Carry on the piece about police officer Francis, starting after its last sentence.
=== Page text ===
Despite his seniority, Francis chose the overnight shift because he liked the quiet pace and the time it gave him during the day to help care for his adult daughter, Bianca, who has special needs.

A longtime bachelor, he married his wife, Debbie, 10 years ago and took to family life, recalled Tom Casey, a friend who knew Francis since 1st grade. Francis paid college tuition for his wife's other daughter, Amanda, and spent most of his time off with family, colleagues said.

Francis joined the force in his 30s after graduating from St. Gregory's High School and doing a tour during the Vietman War in the Navy's elite Seals program. After the Navy, he worked as a building engineer at the Union League Club downtown.

Francis was inspired to become an officer by Casey's father, who was a Chicago police officer and a mentor to Francis after his own father died when he was a boy, Casey said. He worked patrol in the Monroe and Near North Districts before joining the Belmont District eight years ago, earning 35 honorable mentions and a commendation from the department.

He loved country music, to the chagrin of his partners, and happily sang along to oldies rock 'n' roll. He teased his partners, chattering on the police radio by adding "Nam" to every other word, a reference to his Vietnam experience, Knutson said.

Even though his primary job was to transport arrestees, his love of the law wouldn't let him abide any lawbreaking, and he would pull over anyone he saw disobeying traffic laws, Knutson said.
=== Data extract ===
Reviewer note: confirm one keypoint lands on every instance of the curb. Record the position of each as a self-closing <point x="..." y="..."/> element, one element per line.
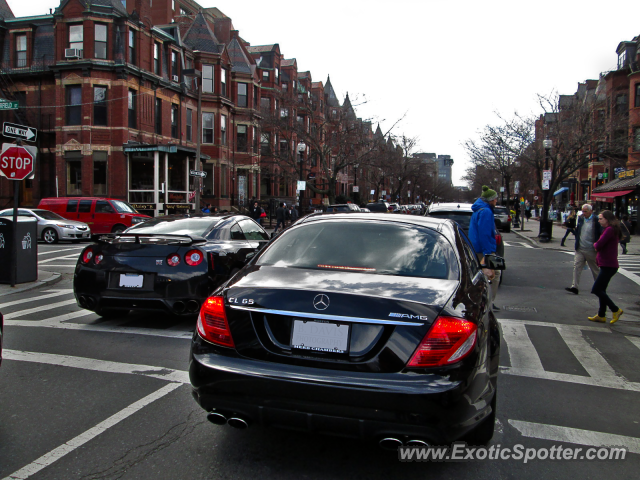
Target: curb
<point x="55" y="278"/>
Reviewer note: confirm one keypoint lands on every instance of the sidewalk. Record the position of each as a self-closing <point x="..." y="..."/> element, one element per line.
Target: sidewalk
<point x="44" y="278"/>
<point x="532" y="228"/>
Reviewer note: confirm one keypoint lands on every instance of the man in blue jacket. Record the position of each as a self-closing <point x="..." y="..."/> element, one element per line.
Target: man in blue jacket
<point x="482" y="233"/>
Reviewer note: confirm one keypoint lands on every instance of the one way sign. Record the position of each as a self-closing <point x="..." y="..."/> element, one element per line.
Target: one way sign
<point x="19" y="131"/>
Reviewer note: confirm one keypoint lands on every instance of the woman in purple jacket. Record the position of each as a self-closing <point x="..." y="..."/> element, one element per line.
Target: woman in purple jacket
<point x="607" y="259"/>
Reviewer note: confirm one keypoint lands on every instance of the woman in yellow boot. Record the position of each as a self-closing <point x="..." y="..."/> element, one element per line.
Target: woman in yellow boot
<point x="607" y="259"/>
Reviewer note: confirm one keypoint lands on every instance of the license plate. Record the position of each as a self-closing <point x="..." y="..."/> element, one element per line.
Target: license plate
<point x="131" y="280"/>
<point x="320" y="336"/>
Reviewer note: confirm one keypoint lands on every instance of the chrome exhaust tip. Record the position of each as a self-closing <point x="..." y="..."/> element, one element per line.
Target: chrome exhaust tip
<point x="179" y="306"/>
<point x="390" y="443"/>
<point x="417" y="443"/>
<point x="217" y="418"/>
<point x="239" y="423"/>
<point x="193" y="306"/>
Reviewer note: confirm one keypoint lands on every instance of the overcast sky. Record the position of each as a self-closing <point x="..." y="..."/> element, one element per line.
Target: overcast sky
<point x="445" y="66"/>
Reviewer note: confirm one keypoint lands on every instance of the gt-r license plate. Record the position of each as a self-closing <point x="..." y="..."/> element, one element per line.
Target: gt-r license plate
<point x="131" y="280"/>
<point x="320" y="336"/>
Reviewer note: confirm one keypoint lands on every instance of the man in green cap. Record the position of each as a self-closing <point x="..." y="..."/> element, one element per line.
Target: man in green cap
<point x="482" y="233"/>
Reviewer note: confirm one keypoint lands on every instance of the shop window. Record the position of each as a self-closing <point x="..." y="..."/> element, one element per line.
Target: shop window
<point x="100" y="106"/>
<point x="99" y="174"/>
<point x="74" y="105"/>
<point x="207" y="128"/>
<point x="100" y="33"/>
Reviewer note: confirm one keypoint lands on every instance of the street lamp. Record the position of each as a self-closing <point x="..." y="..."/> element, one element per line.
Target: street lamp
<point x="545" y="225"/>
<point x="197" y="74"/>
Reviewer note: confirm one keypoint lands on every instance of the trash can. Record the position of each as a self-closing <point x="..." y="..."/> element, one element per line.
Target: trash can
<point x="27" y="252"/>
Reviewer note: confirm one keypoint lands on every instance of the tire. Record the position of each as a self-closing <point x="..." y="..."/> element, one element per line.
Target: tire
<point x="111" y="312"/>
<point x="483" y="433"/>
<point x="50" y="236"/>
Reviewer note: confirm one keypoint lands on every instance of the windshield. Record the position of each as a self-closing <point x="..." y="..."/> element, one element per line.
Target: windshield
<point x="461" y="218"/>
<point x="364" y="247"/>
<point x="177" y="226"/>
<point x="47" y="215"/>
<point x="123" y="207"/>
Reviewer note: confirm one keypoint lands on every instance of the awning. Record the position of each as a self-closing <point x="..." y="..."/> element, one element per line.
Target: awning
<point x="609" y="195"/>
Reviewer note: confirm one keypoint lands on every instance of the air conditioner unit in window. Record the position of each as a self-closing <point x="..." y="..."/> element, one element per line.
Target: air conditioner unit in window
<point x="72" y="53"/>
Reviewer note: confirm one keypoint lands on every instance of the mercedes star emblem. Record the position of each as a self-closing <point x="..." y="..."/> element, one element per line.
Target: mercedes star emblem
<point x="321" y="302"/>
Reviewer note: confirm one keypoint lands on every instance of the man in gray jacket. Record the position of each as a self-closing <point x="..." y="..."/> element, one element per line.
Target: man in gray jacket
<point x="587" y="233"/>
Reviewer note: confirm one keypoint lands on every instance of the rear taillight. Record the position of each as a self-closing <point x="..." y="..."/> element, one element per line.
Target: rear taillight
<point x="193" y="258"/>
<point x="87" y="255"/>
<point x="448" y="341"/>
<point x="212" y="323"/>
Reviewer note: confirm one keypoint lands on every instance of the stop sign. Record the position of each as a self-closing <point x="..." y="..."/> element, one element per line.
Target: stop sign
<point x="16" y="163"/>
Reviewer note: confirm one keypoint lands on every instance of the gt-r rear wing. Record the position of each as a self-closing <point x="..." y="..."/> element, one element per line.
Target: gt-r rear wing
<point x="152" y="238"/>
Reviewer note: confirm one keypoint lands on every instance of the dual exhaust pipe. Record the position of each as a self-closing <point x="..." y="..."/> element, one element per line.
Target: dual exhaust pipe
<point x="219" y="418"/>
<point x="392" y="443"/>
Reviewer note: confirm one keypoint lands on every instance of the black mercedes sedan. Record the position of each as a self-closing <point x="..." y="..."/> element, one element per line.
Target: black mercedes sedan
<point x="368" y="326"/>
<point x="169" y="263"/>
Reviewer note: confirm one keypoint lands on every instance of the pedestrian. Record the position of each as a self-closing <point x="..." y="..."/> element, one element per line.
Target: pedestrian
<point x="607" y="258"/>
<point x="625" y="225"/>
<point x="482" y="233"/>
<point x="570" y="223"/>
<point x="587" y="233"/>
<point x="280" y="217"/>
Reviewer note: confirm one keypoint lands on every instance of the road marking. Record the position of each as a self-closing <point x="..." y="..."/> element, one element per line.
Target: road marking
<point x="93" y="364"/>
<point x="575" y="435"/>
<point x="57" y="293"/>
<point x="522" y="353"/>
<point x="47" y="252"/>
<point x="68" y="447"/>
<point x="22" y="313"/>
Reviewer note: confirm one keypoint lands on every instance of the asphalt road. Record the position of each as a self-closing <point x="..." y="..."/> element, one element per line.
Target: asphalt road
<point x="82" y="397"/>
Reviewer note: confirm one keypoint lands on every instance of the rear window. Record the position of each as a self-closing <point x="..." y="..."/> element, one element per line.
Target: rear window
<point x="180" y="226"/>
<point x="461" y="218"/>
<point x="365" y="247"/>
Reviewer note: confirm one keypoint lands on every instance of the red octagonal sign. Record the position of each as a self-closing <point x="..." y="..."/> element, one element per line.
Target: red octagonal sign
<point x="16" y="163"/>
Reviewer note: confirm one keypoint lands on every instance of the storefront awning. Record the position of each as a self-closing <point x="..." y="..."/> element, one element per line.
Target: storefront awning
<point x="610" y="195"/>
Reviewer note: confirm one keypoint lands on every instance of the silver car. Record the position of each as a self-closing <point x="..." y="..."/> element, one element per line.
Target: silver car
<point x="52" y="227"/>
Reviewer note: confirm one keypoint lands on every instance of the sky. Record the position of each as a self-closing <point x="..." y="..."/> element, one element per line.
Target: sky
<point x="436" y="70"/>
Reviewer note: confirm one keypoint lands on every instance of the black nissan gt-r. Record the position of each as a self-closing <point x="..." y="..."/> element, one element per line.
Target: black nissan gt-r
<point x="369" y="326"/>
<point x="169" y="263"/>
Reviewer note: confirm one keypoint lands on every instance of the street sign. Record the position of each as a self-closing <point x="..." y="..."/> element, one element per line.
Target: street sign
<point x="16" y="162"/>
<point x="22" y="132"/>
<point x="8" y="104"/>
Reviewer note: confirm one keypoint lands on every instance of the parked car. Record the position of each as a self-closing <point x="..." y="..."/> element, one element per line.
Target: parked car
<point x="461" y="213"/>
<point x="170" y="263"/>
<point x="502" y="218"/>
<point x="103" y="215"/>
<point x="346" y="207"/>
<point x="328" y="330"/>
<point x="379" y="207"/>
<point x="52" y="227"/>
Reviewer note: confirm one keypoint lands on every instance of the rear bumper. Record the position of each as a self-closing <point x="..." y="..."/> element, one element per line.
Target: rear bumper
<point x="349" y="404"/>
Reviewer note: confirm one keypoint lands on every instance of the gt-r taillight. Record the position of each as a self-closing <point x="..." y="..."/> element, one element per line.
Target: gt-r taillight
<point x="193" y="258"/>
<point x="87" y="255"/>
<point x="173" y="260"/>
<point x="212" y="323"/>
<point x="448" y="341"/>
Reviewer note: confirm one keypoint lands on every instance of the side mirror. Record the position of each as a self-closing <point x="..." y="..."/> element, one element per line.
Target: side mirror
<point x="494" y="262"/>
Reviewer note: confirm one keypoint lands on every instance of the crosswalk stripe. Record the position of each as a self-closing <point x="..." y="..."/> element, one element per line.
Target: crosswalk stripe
===
=== Data extract ===
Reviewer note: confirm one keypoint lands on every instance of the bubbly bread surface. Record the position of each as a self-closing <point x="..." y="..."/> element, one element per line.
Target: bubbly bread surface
===
(Output below):
"He was a stickler for traffic laws," Knutson recalled. "He didn't really want to write people up, but he just wanted them to know what they were doing wrong. He hated criminals, and he hated traffic violators, but if you were in dire need, he went above and beyond."

Francis had a sense of humor about his work, too, and would often pick up trash left in his wagon from a previous shift and send it in office mail to the officers who worked the previous shift.

"He'd say just clean it out," recalled Belmont District Officer Dennis Mushol, who at one time worked the wagon before Francis. "Everybody loved him. Everybody is just numb here."

Francis recently transferred back to a regular beat car and was working alone near Belmont and Western Avenues just feet away from his police station when he saw a CTA driver waving him down, police said.

When he stopped, the driver and a passenger told him the woman was causing trouble. He radioed for backup and got out of his vehicle. The woman, 4-foot-11 and an estimated 290 pounds, approached him. As he tried to usher her away, she became irate and struggled with him, grabbing his holstered gun, police said. She shot Francis as other officers arrived and rushed forward, they said.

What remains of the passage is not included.